▶ _TASK TO CARRY OUT_: Reproduce exactly the final portion of the data: every line from the one containing "Task: indicate every instance of the glass cabinet" through the last line, inclusive.

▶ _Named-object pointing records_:
┄┄┄┄┄┄

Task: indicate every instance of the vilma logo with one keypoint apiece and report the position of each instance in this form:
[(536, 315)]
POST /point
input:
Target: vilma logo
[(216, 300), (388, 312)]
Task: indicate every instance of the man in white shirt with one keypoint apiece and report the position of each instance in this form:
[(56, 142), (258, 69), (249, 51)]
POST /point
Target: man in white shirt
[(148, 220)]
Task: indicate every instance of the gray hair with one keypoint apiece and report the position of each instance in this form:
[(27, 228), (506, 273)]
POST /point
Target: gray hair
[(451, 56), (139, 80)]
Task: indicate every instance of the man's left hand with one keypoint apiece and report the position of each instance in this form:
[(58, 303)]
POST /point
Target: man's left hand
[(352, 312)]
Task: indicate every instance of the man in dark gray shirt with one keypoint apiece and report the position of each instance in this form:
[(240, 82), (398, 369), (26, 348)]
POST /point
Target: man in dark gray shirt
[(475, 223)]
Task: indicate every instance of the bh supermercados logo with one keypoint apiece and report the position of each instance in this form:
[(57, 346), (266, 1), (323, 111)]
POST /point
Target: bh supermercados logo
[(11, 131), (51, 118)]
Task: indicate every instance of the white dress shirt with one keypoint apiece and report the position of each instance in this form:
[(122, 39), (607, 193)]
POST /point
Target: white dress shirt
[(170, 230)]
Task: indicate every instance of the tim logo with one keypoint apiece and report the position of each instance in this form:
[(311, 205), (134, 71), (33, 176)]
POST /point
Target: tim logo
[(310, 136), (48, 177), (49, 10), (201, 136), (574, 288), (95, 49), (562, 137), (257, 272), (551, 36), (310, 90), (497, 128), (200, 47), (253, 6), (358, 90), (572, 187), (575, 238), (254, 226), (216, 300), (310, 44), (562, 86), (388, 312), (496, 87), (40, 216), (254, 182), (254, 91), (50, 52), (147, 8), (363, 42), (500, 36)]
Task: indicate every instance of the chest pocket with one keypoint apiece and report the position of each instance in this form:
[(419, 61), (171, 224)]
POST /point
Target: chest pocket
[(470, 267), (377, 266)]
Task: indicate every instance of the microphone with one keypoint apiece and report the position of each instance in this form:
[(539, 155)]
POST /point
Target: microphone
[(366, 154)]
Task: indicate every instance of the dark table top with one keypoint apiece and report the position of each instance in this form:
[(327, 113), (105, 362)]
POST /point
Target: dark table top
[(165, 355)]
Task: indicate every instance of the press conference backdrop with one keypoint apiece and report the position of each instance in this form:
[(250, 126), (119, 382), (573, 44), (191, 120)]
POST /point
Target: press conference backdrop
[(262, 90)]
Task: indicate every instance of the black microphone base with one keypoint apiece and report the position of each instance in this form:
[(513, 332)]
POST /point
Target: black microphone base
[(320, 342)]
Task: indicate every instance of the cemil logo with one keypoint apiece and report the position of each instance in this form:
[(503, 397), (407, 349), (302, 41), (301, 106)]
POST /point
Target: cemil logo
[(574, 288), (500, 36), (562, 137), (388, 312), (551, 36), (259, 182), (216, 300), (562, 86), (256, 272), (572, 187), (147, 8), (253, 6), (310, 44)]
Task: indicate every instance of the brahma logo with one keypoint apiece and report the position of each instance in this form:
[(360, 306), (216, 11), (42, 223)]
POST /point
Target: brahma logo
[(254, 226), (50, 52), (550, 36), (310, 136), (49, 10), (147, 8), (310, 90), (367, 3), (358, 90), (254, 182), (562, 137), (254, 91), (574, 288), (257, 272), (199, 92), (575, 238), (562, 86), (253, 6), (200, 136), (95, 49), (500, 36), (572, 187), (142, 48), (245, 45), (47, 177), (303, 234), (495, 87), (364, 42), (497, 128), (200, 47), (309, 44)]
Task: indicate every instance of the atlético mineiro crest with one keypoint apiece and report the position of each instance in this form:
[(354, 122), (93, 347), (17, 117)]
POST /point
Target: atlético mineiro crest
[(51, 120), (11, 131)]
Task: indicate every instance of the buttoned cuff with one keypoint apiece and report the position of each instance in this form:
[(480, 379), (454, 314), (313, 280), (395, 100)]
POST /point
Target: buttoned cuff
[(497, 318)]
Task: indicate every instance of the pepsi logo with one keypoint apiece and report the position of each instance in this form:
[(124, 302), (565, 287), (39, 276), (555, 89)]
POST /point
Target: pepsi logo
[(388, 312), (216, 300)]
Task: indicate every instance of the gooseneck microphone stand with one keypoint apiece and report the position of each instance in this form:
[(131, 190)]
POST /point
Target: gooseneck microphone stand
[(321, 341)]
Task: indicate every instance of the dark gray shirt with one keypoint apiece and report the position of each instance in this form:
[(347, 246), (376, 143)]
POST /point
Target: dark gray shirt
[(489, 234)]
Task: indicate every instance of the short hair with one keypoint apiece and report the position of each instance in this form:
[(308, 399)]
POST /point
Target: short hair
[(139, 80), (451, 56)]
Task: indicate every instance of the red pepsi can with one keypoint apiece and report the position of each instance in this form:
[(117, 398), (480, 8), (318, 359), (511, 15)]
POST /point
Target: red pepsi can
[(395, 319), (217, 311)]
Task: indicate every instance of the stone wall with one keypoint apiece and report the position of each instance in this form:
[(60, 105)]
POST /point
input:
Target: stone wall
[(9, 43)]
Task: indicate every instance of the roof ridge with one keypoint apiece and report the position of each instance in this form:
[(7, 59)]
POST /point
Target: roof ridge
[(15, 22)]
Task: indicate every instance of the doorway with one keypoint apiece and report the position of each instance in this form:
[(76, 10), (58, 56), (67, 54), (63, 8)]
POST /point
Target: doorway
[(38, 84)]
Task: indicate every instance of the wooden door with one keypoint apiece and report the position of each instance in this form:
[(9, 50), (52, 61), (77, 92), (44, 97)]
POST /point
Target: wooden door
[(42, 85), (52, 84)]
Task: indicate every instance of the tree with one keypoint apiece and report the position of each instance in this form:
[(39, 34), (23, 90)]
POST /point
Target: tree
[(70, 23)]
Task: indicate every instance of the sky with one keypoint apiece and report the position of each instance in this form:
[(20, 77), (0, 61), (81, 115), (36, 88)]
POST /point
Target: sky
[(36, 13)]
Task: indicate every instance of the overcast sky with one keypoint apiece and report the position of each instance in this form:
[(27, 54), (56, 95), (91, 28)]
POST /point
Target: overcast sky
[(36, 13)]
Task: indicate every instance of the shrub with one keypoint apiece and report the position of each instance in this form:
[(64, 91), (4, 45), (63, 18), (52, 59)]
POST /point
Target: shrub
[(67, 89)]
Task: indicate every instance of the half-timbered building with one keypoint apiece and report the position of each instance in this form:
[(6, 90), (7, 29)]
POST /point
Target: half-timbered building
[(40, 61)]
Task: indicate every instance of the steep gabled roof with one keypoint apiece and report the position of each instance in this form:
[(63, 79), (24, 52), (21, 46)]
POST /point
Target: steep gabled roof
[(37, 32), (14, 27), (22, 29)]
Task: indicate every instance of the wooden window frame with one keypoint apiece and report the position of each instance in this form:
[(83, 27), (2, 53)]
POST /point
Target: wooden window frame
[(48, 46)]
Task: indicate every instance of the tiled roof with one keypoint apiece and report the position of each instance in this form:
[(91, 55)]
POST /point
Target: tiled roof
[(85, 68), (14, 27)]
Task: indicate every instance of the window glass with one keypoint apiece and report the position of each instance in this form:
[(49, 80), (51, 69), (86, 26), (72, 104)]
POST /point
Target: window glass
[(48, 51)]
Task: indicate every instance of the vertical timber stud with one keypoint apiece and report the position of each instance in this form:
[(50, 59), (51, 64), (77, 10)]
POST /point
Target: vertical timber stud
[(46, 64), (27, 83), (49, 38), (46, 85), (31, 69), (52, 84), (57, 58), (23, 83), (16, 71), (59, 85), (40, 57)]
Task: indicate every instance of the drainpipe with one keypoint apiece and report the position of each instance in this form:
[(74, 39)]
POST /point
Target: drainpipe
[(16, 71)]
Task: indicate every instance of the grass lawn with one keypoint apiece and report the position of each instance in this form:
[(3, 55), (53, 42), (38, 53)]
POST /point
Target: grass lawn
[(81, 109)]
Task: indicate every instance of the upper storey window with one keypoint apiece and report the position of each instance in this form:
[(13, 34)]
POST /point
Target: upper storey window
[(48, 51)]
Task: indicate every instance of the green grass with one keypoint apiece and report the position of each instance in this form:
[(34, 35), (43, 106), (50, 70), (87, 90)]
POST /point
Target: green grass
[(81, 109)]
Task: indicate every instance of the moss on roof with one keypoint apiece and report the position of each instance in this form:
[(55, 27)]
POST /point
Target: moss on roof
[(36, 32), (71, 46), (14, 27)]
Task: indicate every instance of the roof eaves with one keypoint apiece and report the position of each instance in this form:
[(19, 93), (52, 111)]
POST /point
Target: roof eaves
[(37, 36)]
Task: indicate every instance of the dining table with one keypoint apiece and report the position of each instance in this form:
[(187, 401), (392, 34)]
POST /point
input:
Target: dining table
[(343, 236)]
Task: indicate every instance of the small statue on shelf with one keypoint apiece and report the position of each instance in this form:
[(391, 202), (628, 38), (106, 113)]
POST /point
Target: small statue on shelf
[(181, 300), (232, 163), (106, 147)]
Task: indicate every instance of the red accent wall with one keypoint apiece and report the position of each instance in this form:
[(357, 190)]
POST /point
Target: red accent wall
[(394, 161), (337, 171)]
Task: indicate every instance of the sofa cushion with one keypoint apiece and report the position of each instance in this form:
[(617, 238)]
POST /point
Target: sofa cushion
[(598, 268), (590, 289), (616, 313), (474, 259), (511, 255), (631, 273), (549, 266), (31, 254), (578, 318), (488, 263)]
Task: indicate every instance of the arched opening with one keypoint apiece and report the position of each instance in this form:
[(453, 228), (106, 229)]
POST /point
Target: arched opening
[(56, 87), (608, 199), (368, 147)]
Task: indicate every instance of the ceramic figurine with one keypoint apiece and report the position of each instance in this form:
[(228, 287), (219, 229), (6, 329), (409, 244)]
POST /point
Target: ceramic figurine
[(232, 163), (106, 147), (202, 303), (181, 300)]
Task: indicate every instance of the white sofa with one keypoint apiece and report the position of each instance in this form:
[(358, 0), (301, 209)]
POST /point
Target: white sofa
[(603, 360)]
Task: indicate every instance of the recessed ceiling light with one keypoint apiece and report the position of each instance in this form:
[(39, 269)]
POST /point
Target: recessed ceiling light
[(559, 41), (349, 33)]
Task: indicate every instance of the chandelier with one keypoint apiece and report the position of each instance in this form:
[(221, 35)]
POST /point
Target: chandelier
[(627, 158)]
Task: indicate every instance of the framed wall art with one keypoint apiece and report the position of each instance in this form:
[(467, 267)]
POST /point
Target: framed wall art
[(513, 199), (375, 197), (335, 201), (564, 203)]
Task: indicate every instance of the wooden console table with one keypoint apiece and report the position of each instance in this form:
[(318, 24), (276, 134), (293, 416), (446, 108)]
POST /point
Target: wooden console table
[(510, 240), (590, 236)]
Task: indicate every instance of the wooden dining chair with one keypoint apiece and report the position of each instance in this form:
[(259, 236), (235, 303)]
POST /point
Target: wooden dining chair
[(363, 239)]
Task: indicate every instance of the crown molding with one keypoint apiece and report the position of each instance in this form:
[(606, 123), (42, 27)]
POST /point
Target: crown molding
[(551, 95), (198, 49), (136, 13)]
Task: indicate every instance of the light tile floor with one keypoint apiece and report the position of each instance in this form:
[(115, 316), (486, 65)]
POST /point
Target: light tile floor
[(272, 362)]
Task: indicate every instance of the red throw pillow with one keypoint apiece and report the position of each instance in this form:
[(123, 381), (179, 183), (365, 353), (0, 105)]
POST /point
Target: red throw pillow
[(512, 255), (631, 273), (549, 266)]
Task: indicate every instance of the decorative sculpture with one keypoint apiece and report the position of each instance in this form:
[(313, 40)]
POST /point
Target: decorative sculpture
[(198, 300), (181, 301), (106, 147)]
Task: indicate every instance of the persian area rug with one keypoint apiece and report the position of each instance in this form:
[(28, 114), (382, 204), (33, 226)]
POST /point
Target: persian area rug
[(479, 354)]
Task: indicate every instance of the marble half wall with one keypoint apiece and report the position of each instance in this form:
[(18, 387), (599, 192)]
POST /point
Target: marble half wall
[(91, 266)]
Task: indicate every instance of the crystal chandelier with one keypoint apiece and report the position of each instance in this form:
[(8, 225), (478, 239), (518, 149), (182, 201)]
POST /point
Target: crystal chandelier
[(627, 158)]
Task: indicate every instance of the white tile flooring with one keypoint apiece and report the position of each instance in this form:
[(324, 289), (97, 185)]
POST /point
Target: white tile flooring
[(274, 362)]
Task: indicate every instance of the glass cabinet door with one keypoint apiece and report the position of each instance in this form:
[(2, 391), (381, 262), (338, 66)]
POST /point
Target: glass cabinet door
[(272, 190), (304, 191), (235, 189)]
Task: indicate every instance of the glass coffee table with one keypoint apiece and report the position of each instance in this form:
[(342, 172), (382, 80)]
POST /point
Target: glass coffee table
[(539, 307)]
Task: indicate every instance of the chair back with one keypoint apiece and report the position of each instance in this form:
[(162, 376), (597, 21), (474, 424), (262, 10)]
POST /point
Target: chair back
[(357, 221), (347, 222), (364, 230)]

┄┄┄┄┄┄

▶ _THE RESULT_:
Task: indicate every instance of the glass cabinet door with one keypoint apiece and report the position of each instance in this form:
[(2, 391), (381, 262), (338, 66)]
POST /point
Target: glass cabinet door
[(272, 190), (304, 191), (235, 189)]
Task: indicate every instance of the glass coffee table with one keypoint apiece and report the position of each instance in this form:
[(342, 172), (382, 80)]
POST /point
Target: glass coffee table
[(539, 307)]
Task: indicate every instance of the chair back with one keypoint apiece and report the position of each instance in this form:
[(162, 376), (597, 21), (474, 424), (262, 10)]
POST /point
Target: chair back
[(357, 221), (347, 222), (364, 230)]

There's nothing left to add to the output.